Starting from the line that contains "Please indicate the bare", reproduce each line exactly through the end of the material, and include no other lines.
** Opening Records provided block **
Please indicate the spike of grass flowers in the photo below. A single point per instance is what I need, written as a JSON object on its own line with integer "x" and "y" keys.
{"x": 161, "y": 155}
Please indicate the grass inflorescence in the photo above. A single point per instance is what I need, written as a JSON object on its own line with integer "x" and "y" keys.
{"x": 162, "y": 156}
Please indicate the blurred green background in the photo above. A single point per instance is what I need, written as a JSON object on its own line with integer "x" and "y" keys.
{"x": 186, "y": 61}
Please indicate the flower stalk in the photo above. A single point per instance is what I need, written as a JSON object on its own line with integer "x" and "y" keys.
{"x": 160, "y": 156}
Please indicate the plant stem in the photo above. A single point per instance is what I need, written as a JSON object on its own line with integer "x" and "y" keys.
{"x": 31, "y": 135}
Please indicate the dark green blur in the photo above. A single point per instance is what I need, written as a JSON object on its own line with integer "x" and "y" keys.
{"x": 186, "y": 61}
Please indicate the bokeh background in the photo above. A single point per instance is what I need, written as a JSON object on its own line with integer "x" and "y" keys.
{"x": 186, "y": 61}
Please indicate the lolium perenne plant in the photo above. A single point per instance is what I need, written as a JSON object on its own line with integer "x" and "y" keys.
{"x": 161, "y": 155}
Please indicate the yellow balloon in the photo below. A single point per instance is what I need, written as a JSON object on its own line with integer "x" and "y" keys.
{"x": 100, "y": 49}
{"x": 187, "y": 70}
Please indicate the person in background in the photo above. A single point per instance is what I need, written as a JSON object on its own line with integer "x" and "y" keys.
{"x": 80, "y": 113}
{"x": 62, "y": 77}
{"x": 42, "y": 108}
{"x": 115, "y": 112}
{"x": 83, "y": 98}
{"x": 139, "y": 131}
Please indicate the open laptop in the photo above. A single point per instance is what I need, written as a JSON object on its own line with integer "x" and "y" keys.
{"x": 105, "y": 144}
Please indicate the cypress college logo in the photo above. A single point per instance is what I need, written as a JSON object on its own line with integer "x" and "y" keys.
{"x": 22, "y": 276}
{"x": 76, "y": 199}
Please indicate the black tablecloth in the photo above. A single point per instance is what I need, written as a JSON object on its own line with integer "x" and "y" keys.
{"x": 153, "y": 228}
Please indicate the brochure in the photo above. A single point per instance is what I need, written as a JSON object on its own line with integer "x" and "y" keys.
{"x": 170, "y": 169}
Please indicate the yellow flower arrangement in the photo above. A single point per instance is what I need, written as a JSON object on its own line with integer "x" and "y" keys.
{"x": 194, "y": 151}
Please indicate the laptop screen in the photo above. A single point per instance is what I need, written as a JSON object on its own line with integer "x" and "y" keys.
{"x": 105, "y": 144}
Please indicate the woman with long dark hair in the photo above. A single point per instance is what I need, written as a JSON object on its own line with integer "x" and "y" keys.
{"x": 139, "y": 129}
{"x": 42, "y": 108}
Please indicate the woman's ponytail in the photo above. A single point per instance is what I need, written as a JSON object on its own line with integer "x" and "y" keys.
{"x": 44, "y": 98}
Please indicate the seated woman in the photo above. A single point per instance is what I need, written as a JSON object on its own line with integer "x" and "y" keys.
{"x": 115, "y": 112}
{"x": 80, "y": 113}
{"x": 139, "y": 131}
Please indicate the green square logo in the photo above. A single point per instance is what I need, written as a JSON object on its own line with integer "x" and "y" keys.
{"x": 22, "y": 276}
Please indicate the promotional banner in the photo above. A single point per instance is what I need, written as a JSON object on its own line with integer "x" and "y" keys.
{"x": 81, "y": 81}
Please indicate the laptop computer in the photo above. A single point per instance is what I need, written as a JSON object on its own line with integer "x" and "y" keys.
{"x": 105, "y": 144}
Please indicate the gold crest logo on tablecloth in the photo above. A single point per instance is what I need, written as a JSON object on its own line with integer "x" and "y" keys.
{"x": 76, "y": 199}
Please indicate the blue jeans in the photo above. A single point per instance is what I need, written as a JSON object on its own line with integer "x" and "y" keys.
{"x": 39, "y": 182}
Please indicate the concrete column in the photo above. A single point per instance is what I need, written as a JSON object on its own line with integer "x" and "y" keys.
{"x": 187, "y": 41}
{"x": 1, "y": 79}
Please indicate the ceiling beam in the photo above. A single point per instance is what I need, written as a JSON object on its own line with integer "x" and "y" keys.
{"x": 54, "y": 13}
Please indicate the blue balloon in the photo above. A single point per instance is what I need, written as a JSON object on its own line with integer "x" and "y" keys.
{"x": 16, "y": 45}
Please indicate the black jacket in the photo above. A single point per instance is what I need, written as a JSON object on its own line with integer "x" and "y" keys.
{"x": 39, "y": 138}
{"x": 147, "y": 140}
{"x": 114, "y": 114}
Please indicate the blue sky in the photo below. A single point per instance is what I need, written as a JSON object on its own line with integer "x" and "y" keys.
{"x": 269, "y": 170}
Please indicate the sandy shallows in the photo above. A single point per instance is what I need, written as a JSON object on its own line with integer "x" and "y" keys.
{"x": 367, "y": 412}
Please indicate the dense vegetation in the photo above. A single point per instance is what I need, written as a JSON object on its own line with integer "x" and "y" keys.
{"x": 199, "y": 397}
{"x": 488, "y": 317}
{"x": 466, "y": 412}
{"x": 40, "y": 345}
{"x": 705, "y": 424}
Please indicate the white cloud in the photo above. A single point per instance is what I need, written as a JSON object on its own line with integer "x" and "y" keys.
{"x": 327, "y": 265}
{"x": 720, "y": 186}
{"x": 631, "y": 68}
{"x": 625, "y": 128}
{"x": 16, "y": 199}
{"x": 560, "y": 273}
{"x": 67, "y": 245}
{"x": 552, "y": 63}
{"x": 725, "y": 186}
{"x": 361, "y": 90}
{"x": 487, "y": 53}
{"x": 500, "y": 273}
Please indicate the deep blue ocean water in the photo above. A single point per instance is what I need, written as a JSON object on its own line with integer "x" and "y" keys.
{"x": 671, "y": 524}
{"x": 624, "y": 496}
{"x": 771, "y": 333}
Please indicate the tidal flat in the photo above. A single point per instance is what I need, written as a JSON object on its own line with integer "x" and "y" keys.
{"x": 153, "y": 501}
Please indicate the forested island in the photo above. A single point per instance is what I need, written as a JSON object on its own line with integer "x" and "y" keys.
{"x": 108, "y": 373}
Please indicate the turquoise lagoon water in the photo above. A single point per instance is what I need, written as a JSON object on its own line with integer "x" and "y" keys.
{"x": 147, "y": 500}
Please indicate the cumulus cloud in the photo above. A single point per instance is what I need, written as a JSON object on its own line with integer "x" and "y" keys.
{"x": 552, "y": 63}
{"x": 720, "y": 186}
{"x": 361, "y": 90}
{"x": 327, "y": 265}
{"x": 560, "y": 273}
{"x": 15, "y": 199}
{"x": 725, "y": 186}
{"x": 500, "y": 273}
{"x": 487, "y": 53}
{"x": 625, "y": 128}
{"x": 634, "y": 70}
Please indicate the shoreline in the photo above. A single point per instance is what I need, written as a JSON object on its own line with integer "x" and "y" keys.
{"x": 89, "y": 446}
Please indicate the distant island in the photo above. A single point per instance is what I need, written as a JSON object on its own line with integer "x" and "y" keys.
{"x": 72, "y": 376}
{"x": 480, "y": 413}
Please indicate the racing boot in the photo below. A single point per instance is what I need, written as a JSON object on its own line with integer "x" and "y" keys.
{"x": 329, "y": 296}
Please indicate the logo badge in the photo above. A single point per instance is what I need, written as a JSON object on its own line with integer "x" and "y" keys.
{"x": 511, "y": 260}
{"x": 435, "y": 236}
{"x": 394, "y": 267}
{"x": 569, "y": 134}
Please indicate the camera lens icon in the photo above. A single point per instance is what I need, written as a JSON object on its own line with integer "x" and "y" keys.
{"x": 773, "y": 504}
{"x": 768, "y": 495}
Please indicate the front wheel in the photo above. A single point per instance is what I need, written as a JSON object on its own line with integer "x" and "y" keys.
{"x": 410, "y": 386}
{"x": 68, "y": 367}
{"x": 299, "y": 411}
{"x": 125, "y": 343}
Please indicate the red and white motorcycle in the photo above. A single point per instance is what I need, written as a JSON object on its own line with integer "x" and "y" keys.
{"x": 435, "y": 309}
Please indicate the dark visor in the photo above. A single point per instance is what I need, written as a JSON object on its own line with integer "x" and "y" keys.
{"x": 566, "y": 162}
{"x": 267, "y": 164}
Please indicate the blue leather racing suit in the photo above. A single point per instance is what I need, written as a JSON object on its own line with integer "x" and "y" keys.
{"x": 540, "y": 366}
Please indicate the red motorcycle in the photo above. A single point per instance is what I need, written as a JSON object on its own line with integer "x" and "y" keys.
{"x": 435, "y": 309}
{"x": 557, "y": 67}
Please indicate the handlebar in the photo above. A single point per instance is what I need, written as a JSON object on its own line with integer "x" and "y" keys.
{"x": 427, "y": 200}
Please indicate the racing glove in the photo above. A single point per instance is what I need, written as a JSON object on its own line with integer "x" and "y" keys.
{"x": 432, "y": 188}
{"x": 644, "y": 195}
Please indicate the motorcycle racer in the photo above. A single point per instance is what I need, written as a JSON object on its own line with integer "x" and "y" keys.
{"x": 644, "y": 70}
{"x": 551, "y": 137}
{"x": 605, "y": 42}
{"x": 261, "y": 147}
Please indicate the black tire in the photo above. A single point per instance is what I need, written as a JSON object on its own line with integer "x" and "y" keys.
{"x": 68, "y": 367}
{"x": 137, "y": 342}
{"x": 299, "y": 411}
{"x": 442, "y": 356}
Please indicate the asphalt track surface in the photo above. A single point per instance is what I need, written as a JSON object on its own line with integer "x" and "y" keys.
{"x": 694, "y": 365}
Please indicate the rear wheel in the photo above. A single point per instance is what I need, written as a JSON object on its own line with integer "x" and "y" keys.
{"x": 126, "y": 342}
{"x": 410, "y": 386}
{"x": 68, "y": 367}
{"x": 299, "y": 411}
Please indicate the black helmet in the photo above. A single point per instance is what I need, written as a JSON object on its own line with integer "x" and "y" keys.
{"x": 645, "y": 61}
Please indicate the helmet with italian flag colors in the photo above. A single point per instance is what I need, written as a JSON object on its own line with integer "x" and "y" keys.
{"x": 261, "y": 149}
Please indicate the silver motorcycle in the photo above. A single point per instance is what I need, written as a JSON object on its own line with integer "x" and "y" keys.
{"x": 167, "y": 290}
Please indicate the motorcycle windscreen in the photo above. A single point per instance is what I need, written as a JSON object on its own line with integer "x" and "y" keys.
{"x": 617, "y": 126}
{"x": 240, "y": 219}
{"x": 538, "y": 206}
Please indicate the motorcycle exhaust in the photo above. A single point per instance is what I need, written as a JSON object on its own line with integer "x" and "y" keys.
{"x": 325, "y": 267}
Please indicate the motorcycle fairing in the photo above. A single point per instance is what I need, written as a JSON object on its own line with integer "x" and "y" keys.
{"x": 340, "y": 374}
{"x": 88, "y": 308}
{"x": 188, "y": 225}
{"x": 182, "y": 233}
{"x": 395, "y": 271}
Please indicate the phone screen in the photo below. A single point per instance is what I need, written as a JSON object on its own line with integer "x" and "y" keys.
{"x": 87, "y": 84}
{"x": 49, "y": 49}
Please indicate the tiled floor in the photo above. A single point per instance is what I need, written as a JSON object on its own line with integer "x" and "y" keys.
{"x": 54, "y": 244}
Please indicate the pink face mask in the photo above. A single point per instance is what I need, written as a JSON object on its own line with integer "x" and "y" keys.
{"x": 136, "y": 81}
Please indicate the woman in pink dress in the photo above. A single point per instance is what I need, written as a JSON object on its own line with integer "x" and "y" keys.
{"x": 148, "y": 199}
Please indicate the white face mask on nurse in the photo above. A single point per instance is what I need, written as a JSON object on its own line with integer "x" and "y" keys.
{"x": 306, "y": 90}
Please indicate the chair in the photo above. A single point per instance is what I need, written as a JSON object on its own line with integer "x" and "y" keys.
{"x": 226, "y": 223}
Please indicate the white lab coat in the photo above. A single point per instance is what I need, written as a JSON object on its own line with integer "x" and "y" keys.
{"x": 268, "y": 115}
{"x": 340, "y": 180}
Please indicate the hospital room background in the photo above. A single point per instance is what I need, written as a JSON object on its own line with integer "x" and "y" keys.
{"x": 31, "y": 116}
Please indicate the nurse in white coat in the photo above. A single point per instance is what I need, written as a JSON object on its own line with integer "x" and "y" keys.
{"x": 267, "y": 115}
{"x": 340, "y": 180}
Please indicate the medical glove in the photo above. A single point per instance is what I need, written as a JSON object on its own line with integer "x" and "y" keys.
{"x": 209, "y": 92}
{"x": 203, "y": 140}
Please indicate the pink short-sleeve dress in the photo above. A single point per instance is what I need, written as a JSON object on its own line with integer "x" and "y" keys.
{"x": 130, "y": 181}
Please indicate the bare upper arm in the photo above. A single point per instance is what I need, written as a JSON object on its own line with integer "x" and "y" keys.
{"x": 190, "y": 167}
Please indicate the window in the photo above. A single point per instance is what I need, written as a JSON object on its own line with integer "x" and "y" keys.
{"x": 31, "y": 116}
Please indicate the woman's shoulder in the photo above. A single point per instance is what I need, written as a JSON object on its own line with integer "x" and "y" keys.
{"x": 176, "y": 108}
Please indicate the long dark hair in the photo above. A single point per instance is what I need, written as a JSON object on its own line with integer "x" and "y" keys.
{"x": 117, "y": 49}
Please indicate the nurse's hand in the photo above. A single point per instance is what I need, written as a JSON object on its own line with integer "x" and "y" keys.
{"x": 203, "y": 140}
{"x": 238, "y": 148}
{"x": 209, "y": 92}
** Closing Records provided block **
Answer to the problem -
Please indicate the bare upper arm in the photo above. A single point per instance is what I need, written as a JSON object on its own line with integer "x" and "y" keys.
{"x": 190, "y": 167}
Please indicate the window in the photo above. A single point per instance is what I need, written as a JSON object on its own line with integer "x" and "y" keys.
{"x": 31, "y": 116}
Please indicate the woman's shoulder in the photo above. A single point per instance is what I need, written as a JSON object on its own line with integer "x" and "y" keys.
{"x": 176, "y": 108}
Please indicate the long dark hair in the photo above. A single point per instance is what I need, written as a JSON object on its own line with integer "x" and "y" keys.
{"x": 117, "y": 49}
Please indicate the nurse's hand in the photo above. A single point per instance is what I need, written as a JSON object on its own line with integer "x" and "y" keys.
{"x": 203, "y": 140}
{"x": 238, "y": 148}
{"x": 209, "y": 92}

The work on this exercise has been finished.